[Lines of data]
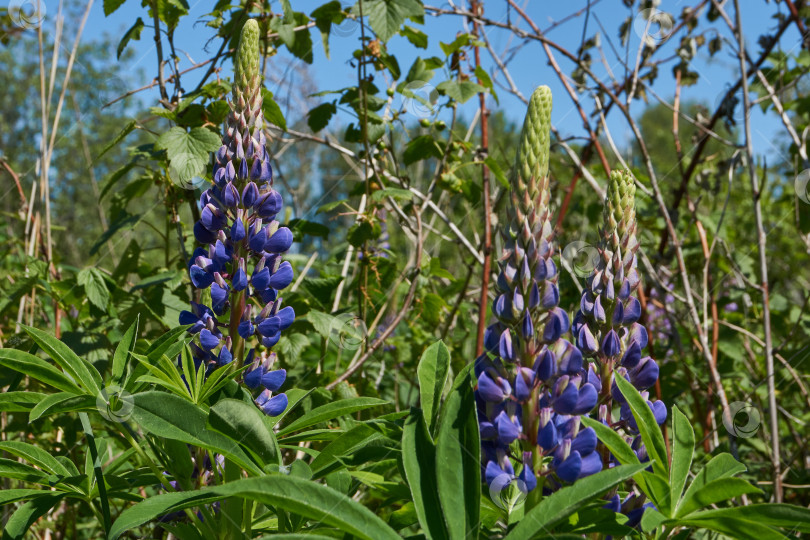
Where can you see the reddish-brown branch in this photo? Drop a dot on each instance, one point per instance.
(476, 8)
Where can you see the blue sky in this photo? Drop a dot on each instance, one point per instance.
(528, 68)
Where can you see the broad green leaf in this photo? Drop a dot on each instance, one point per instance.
(34, 455)
(650, 432)
(555, 508)
(736, 527)
(386, 16)
(188, 151)
(134, 32)
(319, 117)
(714, 492)
(19, 401)
(38, 369)
(304, 497)
(331, 411)
(683, 448)
(357, 438)
(81, 370)
(28, 514)
(432, 372)
(458, 468)
(170, 416)
(419, 461)
(421, 147)
(460, 91)
(94, 285)
(244, 423)
(62, 402)
(123, 350)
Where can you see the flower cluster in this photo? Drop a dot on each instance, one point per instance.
(240, 264)
(534, 385)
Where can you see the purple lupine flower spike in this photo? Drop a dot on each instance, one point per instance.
(240, 261)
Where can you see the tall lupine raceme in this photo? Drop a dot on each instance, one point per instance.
(241, 261)
(532, 385)
(606, 326)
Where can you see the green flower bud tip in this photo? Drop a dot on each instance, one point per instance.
(246, 61)
(532, 154)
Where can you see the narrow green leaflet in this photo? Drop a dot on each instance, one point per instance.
(650, 432)
(244, 423)
(558, 506)
(123, 350)
(38, 369)
(432, 373)
(458, 468)
(331, 411)
(170, 416)
(295, 495)
(419, 461)
(81, 370)
(62, 402)
(683, 447)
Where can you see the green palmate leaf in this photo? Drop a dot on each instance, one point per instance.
(170, 416)
(38, 369)
(94, 285)
(308, 499)
(35, 455)
(134, 32)
(788, 516)
(650, 432)
(28, 514)
(188, 151)
(720, 466)
(19, 401)
(331, 411)
(62, 402)
(81, 370)
(357, 438)
(419, 461)
(717, 491)
(123, 350)
(432, 372)
(458, 468)
(386, 16)
(244, 423)
(558, 506)
(128, 128)
(683, 448)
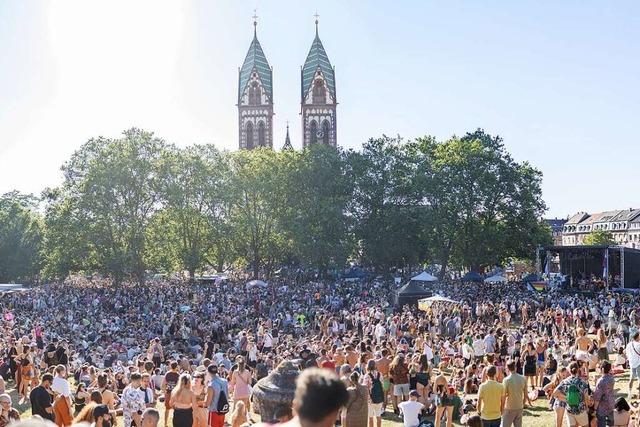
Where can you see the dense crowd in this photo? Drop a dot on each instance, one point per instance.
(197, 349)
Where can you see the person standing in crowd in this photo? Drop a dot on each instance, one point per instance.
(40, 399)
(150, 417)
(183, 402)
(411, 410)
(218, 389)
(490, 400)
(102, 417)
(133, 402)
(574, 392)
(604, 396)
(62, 405)
(400, 376)
(633, 357)
(356, 412)
(514, 398)
(8, 414)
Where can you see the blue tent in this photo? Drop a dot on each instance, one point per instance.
(471, 276)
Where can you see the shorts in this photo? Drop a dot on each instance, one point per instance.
(375, 410)
(635, 372)
(581, 419)
(401, 389)
(215, 419)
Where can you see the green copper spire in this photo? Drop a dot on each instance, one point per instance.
(256, 60)
(317, 57)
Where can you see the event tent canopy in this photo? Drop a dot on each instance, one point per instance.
(471, 276)
(424, 277)
(496, 278)
(410, 294)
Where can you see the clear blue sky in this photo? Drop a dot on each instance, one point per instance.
(559, 81)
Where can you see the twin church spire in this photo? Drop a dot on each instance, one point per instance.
(255, 98)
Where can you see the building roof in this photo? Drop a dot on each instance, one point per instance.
(317, 57)
(556, 224)
(256, 59)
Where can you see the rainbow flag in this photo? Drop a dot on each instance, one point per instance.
(539, 286)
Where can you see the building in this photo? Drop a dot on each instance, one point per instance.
(256, 98)
(318, 91)
(556, 225)
(624, 226)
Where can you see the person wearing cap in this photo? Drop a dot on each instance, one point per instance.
(411, 410)
(490, 402)
(101, 416)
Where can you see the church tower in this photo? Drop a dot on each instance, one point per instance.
(255, 97)
(318, 105)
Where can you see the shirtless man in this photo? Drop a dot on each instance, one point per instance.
(583, 349)
(108, 397)
(382, 365)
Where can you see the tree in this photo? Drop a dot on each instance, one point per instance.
(318, 193)
(193, 193)
(21, 238)
(599, 238)
(257, 194)
(485, 206)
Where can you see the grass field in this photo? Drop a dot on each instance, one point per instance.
(539, 415)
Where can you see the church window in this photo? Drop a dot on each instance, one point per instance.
(313, 130)
(254, 94)
(326, 128)
(319, 92)
(261, 134)
(249, 136)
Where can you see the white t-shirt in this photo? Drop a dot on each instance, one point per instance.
(61, 386)
(411, 411)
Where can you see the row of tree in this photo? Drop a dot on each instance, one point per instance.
(137, 204)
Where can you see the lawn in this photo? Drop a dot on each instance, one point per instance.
(539, 415)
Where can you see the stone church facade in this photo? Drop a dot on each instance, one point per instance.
(317, 105)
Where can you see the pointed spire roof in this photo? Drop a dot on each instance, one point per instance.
(317, 57)
(287, 141)
(256, 59)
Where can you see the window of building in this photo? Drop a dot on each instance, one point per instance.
(249, 136)
(313, 130)
(261, 134)
(319, 92)
(254, 94)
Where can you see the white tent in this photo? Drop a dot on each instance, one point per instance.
(496, 279)
(424, 277)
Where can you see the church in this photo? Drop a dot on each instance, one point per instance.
(317, 98)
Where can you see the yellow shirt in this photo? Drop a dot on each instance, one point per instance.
(491, 394)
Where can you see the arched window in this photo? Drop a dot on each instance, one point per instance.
(261, 137)
(319, 92)
(254, 94)
(326, 128)
(313, 130)
(249, 136)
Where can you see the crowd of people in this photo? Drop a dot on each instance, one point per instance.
(89, 350)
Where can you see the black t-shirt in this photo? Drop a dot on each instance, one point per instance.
(40, 401)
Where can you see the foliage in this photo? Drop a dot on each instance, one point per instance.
(21, 237)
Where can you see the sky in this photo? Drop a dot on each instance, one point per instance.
(559, 81)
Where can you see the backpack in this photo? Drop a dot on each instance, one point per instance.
(223, 403)
(376, 393)
(573, 396)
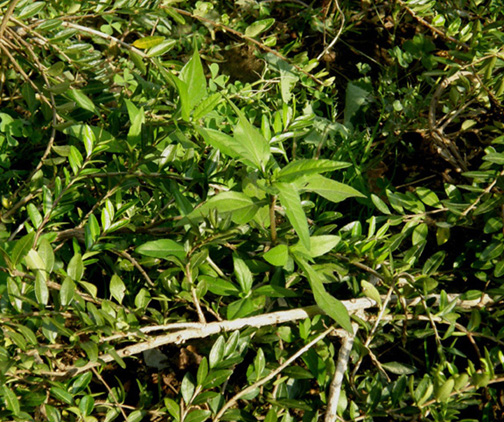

**GOAL:** Rewrite all the records with every "Drop a dot" changed to "Place a dot", keeping everything else the same. Leave the pictures out.

**OUTPUT OF THE EXERCISE:**
Where can you see the reddish-brown branch in this photo? Place a dot on each instance, one point per instance.
(476, 8)
Where can you see the blue sky in this photo? Place a dot on each instance, one point per instance.
(528, 68)
Where can you see the broad green leaf in this photo? Place a dot on each instance, one point per instance.
(34, 455)
(650, 432)
(555, 508)
(736, 527)
(386, 16)
(188, 151)
(134, 32)
(319, 117)
(714, 492)
(19, 401)
(38, 369)
(304, 497)
(331, 411)
(683, 448)
(357, 438)
(81, 370)
(28, 514)
(432, 372)
(458, 468)
(170, 416)
(419, 461)
(421, 147)
(460, 91)
(94, 285)
(244, 423)
(62, 402)
(123, 350)
Where can you see the flower cluster in this photo? Place a dot on each instance, one point per instance.
(240, 264)
(534, 385)
Where can you see the purple lupine flower spike in this photo? Place a dot on each instance, one point per instance.
(240, 261)
Where can you see the tall lupine raceme in this photo? Place a dot on each instance, one point per instance.
(241, 261)
(532, 385)
(606, 326)
Where can you see the green flower bud tip in this photo? Place a dot on each instance, one point per instance.
(246, 61)
(532, 154)
Where can you see the narrow green leaflet in this photo? Place a dot on each instance, one point per instance.
(650, 432)
(244, 423)
(558, 506)
(123, 350)
(38, 369)
(432, 373)
(458, 468)
(331, 411)
(170, 416)
(295, 495)
(419, 461)
(81, 370)
(62, 402)
(683, 447)
Where can you see the green palmate leaf in this photo? Place a dot on each instance, one point per instance.
(170, 416)
(38, 369)
(94, 285)
(308, 499)
(35, 455)
(134, 32)
(788, 516)
(650, 432)
(28, 514)
(188, 151)
(720, 466)
(19, 401)
(331, 411)
(62, 402)
(81, 370)
(357, 438)
(419, 461)
(717, 491)
(123, 350)
(432, 372)
(458, 468)
(386, 16)
(244, 423)
(558, 506)
(128, 128)
(683, 448)
Where can you see the dense crowd in this photo? Place a dot on each instance, one point per instance.
(197, 349)
Where can you see the person standing in crowd in this photo? Place a dot on each instance, one point per instance.
(40, 399)
(150, 417)
(183, 402)
(411, 410)
(218, 389)
(490, 400)
(102, 417)
(133, 402)
(574, 392)
(604, 396)
(62, 405)
(400, 376)
(633, 357)
(356, 412)
(514, 398)
(8, 414)
Where can you see the blue tent in this photo? Place a dot on each instance, one point per instance.
(471, 276)
Where can you see the shorts in this photo? Place a dot on each instance, one point per instance.
(375, 410)
(635, 372)
(581, 419)
(401, 389)
(215, 419)
Where can you see the green copper spire in this photo? Place a dot on each instance, one point per instance.
(256, 60)
(317, 57)
Where can you see the event tent canopy in this photo? Place a dot on each instance, one point per instance.
(471, 276)
(424, 277)
(496, 278)
(410, 294)
Where can you see the clear blue sky in this photo? Place a dot on each instance, one point per instance.
(559, 81)
Where can you see the twin church spire in this photo? Place a dot on each instance, one point per instance.
(255, 98)
Where can you see the building roof in this photo? Place a dot on each instance, one point per instance.
(317, 57)
(556, 224)
(256, 59)
Where can you see the rainbow flag in this photo? Place a dot on each instance, one point per instance.
(539, 286)
Where can you see the building in this photo? Place a dot on each instance, one point per instance.
(256, 98)
(318, 91)
(556, 225)
(624, 226)
Where can you see the person wearing cap in this photo? Place a dot on each instance, one point per instance.
(411, 410)
(490, 402)
(101, 416)
Where can you see the church tower in this photo? Place a dot on each instance, one point per instance.
(255, 97)
(318, 105)
Where can you see the shirtless man in this photo? Place a dot on each instance, one point per instance.
(583, 349)
(108, 397)
(382, 365)
Where can you see the tree in this photo? Place a dot on each instance, one point per instance.
(318, 193)
(193, 193)
(21, 238)
(599, 238)
(257, 194)
(485, 206)
Where can you see the grass field in this photo? Place a dot on each instance, one point per instance.
(539, 415)
Where can you see the church window in this photo? Place a dot on each instance, one point per instance.
(313, 130)
(254, 94)
(326, 128)
(319, 92)
(261, 134)
(249, 136)
Where can you see the white t-shirt in this photo? Place a dot on each instance, one point per instance.
(61, 386)
(411, 411)
Where can you see the row of tree in this photo? Place a dot on each instance, one point per instance.
(137, 204)
Where can you see the lawn in this photo? Place a dot on each instance, one point per instance.
(539, 415)
Where can you see the stone church facade in this photo? Place a dot on each instance, one point per instance.
(317, 105)
Where can you see the pointed spire roof in this photo? Place a dot on each instance, one point per instance.
(317, 57)
(287, 141)
(256, 59)
Where can you see the window of building in this photo? Place a dot on each instance, one point per instance.
(249, 136)
(313, 130)
(261, 134)
(319, 92)
(254, 94)
Where can you see the white tent in this photo? Place a dot on each instance, one point per instance.
(496, 279)
(424, 277)
Where can you see the church in this photo? Place a dot on each instance, one point per instance.
(317, 98)
Where can you see the yellow shirt in this photo? Place a dot on each instance, one point per instance.
(491, 394)
Where can you see the arched window in this photo? Place a dot on each instance, one point per instance.
(261, 137)
(319, 92)
(254, 94)
(326, 128)
(313, 130)
(249, 136)
Where can you see the crowd of people in this photo? Place a dot on each instance, one point per instance.
(89, 350)
Where can you see the black t-shirt in this photo? Place a dot on each instance, one point per instance.
(40, 401)
Where can you see the foliage in this photo? Place a dot on each instance, one point per instance.
(21, 237)
Where can you see the sky in this photo? Place a dot on each instance, one point per instance.
(559, 81)
Where can you see the backpack in this photo? Place a dot on each instance, one point per instance.
(223, 403)
(376, 393)
(573, 396)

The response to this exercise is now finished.